+++ DATA PROVIDED +++

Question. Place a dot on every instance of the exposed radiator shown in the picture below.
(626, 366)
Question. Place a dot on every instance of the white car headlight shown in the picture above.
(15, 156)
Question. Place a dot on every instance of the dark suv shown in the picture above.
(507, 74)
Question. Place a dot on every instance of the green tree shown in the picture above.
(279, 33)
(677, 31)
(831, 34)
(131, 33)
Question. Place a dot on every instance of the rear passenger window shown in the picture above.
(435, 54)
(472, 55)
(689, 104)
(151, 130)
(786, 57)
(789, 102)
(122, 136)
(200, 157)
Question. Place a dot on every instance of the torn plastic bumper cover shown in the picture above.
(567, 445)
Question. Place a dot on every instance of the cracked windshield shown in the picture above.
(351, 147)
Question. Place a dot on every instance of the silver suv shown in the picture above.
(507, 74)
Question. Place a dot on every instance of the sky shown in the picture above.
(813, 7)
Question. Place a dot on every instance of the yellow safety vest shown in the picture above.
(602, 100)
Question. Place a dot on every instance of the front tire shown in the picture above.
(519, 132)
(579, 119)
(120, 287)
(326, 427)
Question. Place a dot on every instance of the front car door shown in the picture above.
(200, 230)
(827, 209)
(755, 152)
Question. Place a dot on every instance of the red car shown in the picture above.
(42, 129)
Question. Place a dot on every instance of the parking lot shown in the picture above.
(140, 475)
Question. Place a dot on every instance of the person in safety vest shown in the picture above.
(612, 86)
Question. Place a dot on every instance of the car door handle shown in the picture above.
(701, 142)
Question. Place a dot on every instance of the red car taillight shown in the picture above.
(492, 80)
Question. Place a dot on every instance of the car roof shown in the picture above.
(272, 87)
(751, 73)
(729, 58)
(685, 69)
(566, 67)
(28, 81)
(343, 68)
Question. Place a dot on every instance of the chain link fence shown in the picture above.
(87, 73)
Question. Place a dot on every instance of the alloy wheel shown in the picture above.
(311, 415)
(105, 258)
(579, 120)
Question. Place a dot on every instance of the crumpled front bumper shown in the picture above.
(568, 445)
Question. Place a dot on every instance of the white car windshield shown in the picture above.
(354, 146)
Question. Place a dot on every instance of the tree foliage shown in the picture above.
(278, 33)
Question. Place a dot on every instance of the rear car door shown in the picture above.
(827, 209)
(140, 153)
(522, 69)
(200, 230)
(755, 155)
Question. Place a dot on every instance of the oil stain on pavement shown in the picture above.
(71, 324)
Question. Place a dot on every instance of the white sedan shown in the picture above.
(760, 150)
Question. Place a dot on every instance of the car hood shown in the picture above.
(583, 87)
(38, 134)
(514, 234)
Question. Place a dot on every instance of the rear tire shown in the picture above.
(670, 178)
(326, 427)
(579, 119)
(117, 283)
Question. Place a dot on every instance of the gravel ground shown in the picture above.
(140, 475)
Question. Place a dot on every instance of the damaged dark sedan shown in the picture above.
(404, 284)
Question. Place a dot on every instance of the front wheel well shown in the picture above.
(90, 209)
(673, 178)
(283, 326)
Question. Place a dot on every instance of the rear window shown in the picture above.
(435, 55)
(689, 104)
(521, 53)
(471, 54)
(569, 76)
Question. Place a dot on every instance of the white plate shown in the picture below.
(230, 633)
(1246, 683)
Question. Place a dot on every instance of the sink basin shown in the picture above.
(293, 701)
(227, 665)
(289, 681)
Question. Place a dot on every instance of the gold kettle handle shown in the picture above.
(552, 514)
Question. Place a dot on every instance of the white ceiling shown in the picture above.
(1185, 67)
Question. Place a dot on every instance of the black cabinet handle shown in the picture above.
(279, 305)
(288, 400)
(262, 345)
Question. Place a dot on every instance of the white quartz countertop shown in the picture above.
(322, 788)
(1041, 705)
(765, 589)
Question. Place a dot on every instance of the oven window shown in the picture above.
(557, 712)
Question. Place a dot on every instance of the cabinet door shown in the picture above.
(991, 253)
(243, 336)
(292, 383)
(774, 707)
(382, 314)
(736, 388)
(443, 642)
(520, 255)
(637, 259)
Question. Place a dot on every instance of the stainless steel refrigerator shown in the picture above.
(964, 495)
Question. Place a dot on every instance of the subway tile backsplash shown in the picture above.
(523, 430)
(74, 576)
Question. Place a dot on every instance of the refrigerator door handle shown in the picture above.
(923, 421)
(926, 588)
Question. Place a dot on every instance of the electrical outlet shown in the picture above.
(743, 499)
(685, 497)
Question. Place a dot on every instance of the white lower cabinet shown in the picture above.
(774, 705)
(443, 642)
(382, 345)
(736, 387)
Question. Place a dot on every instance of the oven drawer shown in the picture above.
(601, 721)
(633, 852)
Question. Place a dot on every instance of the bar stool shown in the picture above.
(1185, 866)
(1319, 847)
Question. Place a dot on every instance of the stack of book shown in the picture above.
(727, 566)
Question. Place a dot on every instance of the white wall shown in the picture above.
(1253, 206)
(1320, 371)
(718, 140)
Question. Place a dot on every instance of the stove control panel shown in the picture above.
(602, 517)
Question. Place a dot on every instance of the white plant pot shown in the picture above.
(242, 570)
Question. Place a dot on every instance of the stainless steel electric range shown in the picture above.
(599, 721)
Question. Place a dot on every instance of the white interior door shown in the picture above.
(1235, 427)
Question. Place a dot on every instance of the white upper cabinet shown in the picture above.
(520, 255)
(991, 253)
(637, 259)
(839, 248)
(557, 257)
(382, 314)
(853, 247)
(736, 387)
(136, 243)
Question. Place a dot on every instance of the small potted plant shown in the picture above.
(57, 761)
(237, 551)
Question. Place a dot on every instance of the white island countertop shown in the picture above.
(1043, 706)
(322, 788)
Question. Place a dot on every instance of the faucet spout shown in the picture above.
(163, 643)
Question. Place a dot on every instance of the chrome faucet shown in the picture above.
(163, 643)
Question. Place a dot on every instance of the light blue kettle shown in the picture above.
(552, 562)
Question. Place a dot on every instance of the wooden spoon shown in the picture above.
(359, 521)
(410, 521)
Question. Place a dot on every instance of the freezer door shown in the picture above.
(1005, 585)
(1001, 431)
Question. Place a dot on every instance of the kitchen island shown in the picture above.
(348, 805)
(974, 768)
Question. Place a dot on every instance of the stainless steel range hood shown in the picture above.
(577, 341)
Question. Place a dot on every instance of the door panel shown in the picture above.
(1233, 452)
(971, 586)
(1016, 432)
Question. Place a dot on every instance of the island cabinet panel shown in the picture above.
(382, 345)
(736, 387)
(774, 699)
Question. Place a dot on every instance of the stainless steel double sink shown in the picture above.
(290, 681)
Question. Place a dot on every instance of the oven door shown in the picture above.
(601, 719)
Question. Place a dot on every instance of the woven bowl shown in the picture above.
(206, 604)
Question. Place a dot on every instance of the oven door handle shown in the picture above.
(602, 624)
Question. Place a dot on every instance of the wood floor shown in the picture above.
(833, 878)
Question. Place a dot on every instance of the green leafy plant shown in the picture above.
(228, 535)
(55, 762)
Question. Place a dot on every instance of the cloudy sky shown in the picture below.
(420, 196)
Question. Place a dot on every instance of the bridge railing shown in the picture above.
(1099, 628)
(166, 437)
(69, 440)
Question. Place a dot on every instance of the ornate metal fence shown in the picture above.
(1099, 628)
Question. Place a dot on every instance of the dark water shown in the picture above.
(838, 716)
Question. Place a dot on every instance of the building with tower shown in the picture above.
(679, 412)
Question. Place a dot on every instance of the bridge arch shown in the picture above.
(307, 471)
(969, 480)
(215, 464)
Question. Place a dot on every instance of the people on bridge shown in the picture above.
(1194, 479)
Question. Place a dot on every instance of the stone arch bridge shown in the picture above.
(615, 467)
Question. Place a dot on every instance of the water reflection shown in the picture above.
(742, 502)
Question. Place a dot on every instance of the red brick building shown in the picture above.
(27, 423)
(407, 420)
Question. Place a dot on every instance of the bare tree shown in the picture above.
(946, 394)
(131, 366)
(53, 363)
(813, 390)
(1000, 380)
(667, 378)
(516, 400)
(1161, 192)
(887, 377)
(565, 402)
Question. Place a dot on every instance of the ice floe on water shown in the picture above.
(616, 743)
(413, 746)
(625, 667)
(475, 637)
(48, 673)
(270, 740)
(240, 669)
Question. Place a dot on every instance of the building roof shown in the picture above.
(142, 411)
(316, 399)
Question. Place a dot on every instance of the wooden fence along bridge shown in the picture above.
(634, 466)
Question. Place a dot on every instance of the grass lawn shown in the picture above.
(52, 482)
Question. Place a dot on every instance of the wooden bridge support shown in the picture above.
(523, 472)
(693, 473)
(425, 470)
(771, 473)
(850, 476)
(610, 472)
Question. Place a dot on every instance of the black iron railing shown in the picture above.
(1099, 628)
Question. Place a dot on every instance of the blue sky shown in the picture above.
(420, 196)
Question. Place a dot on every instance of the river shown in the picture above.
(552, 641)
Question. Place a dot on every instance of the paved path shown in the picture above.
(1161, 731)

+++

TO DO |
Repeat exactly the lines above, starting with the line that contains "Question. Place a dot on every instance of the building roof" and ending with the last line, both included, and nothing else.

ANSWER |
Question. Place a dot on every instance of the building roof shown in the picture above.
(142, 411)
(316, 399)
Question. Place a dot on every instance of the wooden fence along bridge shown in the picture above.
(634, 466)
Question. Place a dot on every instance of the grass lawn shown in the picture above.
(52, 482)
Question. Place a dot on every instance of the wooden bridge support shown in the picture above.
(523, 472)
(693, 473)
(425, 470)
(771, 473)
(850, 476)
(610, 472)
Question. Place a dot on every instance of the black iron railing shown in the picture above.
(1099, 628)
Question. Place a dot on every instance of the blue sky shown in the picture above.
(420, 196)
Question. Place a dot on every instance of the river shown in the picture above.
(552, 641)
Question. Place a dot on every instance of the paved path shown in the picture above.
(1161, 731)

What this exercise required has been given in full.